# What needs to be done
Search the material below for the string "rough" and copy each line where it appears.

# Exercise material
++++

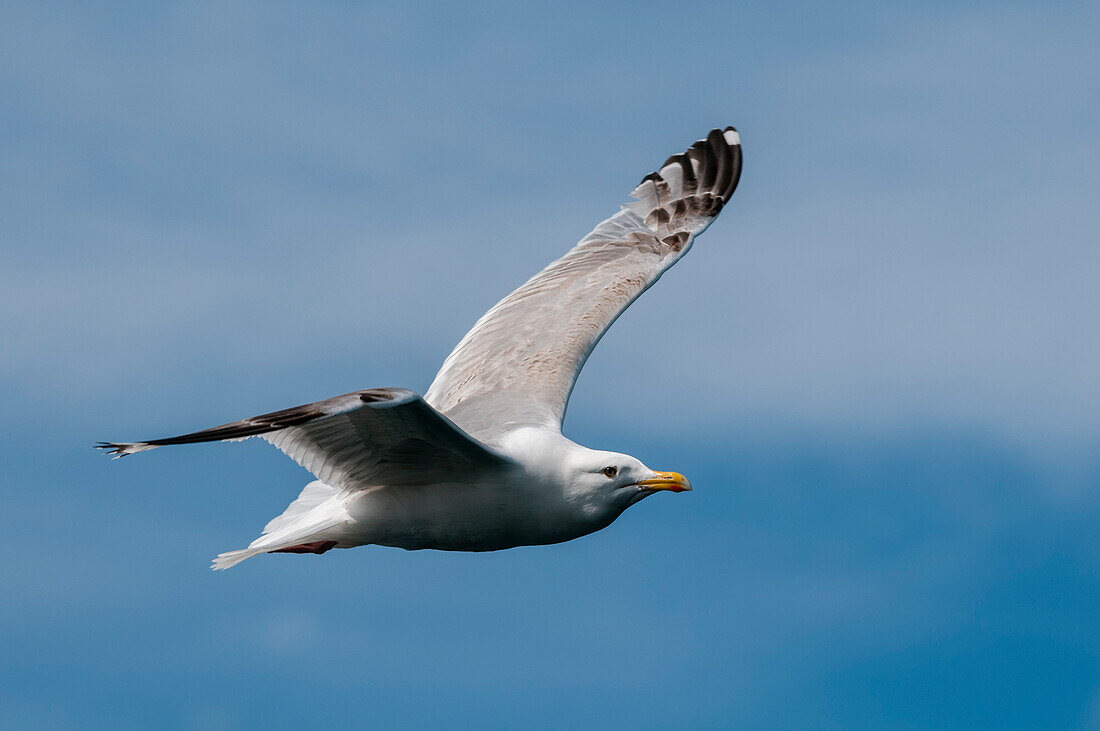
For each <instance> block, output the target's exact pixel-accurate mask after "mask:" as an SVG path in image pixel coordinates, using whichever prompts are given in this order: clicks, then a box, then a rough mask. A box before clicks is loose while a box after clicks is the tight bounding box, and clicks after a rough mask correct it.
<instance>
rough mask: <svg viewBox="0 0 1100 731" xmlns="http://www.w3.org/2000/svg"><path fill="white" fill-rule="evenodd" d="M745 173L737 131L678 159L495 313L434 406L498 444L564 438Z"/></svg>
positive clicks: (463, 344)
mask: <svg viewBox="0 0 1100 731" xmlns="http://www.w3.org/2000/svg"><path fill="white" fill-rule="evenodd" d="M740 170H741V148H740V137H739V136H738V134H737V131H736V130H734V128H731V126H730V128H726V130H725V131H720V130H713V131H712V132H711V133H709V134H708V135H707V136H706V139H705V140H700V141H698V142H696V143H695V144H694V145H692V146H691V148H689V149H687V151H686V152H685V153H683V154H680V155H673V156H672V157H670V158H669V159H668V160H667V162H665V163H664V165H663V166H662V167H661V169H660V170H659V171H658V173H652V174H650V175H647V176H646V177H645V178H643V179H642V181H641V184H640V185H639V186H638V187H637V188H635V190H634V192H632V193H631V196H632V197H634V199H635V200H634V201H632V202H630V203H629V204H627V206H624V207H623V210H620V211H619V212H618V213H616V214H615V215H613V217H610V218H609V219H607V220H606V221H604V222H602V223H601V224H599V225H597V226H596V228H595V229H594V230H593V231H592V233H590V234H588V235H587V236H585V237H584V239H582V240H581V242H580V243H579V244H576V246H574V247H573V248H572V250H571V251H570V252H569V253H568V254H565V256H563V257H561V258H560V259H558V261H557V262H553V263H552V264H550V266H548V267H547V268H544V269H542V270H541V272H540V273H538V274H537V275H535V276H533V277H532V278H531V279H529V280H528V281H527V283H526V284H525V285H522V286H521V287H520V288H519V289H517V290H516V291H514V292H511V293H510V295H508V296H507V297H506V298H505V299H503V300H500V301H499V302H498V303H497V304H496V306H494V307H493V309H491V310H489V311H488V312H486V313H485V314H484V315H483V317H482V318H481V319H480V320H478V321H477V323H476V324H474V326H473V329H472V330H471V331H470V332H469V333H466V335H465V337H463V339H462V341H461V342H460V343H459V344H458V346H455V348H454V351H453V352H452V353H451V354H450V356H448V358H447V361H445V362H444V363H443V366H442V367H441V368H440V370H439V373H438V374H437V375H436V380H434V381H433V383H432V384H431V387H430V388H429V389H428V392H427V394H426V395H425V399H426V400H427V401H428V403H430V405H432V406H433V407H434V408H436V409H438V410H439V411H441V412H443V413H445V414H448V416H449V417H450V418H451V419H453V420H454V421H455V422H458V423H459V424H462V427H463V428H464V429H465V430H466V431H469V432H470V433H471V434H476V435H478V436H480V438H481V439H483V440H484V441H486V442H488V443H493V442H494V436H496V435H498V434H499V433H500V432H503V431H506V430H508V429H514V428H516V427H522V425H537V427H543V428H552V429H561V421H562V418H563V417H564V414H565V405H566V402H568V401H569V395H570V392H571V391H572V390H573V384H574V383H575V380H576V375H577V374H579V373H580V370H581V367H582V366H583V365H584V362H585V361H586V359H587V357H588V354H590V353H591V352H592V348H594V347H595V345H596V343H597V342H598V341H599V337H601V336H602V335H603V333H604V332H605V331H606V330H607V328H609V326H610V324H612V323H613V322H614V321H615V319H616V318H618V315H619V314H620V313H621V312H623V311H624V310H625V309H626V308H627V307H628V306H629V304H630V302H632V301H634V300H635V299H637V297H638V296H639V295H641V292H643V291H646V289H648V288H649V287H650V286H651V285H652V284H653V283H654V281H657V279H658V278H659V277H660V276H661V274H662V273H663V272H664V270H665V269H668V268H669V267H670V266H672V265H673V264H675V262H676V261H678V259H679V258H680V257H681V256H683V255H684V254H685V253H686V252H687V250H689V248H690V247H691V245H692V242H693V241H694V239H695V236H697V235H698V234H700V233H702V232H703V231H704V230H705V229H706V228H707V226H708V225H709V224H711V222H712V221H714V219H715V217H717V215H718V212H719V211H720V210H722V208H723V206H724V204H725V203H726V202H727V201H728V200H729V197H730V196H731V195H733V192H734V189H735V188H736V186H737V180H738V178H739V177H740Z"/></svg>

++++

# Answer section
For each <instance> block, output the target's exact pixel-accurate mask after "mask:" as an SVG path in image pixel coordinates, using whichever prompts are given in this order: clicks, then a box, then a rough mask. A box before clicks is loose while a box after clicks is the tight bounding box, and clicks after a rough mask correct it.
rough mask: <svg viewBox="0 0 1100 731" xmlns="http://www.w3.org/2000/svg"><path fill="white" fill-rule="evenodd" d="M745 173L737 131L678 159L495 313L434 406L498 444L564 438Z"/></svg>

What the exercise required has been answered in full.